* _DOCUMENT EXTRACT_

§ §

Writing Toward Freedom

by Neil Caudle


The manuscript opened to its Arabic text.

How a slave savant charmed his masters even as he denied their right to own him.

The year was 1810. People in the streets of Fayetteville, North Carolina, began spreading the word about a stranger, a black man under lock and key in the local jail. He was a slight man, perhaps forty years old, worn thin from scant rations and heavy labor—a runaway slave who had been captured in a church, where he had found shelter to pray. In his jail cell, the man had been writing—a remarkable thing in itself for a slave. He had reached into a pile of ashes, fished out the nuggets of coal, and used them to fill up the walls with odd symbols.

People who had witnessed this curious behavior claimed that the man wrote backward, right to left, in a strange kind of language none of them had ever seen. Very soon, the man was a local phenomenon, a sensation. White people stopped by to watch him and marvel. After sixteen days, having written his way into the sympathy of Fayetteville’s populace, the man walked out of his jail cell in the custody of another white owner, a man by the name of James Owen. The stranger was still a slave, but the beatings and privation he’d suffered were over. “They are good men,” he wrote later, of Owen and his brother, “for whatever they eat, I eat; and whatever they wear they give me to wear.”

§ §

* _DATA SHOWN_
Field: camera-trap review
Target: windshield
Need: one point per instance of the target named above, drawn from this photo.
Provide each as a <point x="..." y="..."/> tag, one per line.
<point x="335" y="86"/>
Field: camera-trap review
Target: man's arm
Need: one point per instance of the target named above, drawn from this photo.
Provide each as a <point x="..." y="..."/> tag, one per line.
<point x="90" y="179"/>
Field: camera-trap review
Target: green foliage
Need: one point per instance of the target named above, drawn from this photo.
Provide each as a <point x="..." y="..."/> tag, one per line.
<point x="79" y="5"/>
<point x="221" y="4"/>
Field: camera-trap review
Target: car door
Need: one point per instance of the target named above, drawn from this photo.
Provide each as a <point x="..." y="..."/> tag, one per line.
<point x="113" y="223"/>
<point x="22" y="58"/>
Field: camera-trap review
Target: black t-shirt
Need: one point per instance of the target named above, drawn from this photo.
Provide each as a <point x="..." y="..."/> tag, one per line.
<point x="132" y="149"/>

§ §

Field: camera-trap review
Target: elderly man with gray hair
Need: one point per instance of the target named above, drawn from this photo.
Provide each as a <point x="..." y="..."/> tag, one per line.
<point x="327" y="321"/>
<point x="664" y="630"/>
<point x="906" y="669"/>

§ §

* _WORK REQUIRED_
Write out everything from "by Neil Caudle" down to "with odd symbols." in the piece about the writing slave in Fayetteville, substituting "prison" for every "jail".

* _TASK SOLUTION_
by Neil Caudle


The manuscript opened to its Arabic text.

How a slave savant charmed his masters even as he denied their right to own him.

The year was 1810. People in the streets of Fayetteville, North Carolina, began spreading the word about a stranger, a black man under lock and key in the local prison. He was a slight man, perhaps forty years old, worn thin from scant rations and heavy labor—a runaway slave who had been captured in a church, where he had found shelter to pray. In his prison cell, the man had been writing—a remarkable thing in itself for a slave. He had reached into a pile of ashes, fished out the nuggets of coal, and used them to fill up the walls with odd symbols.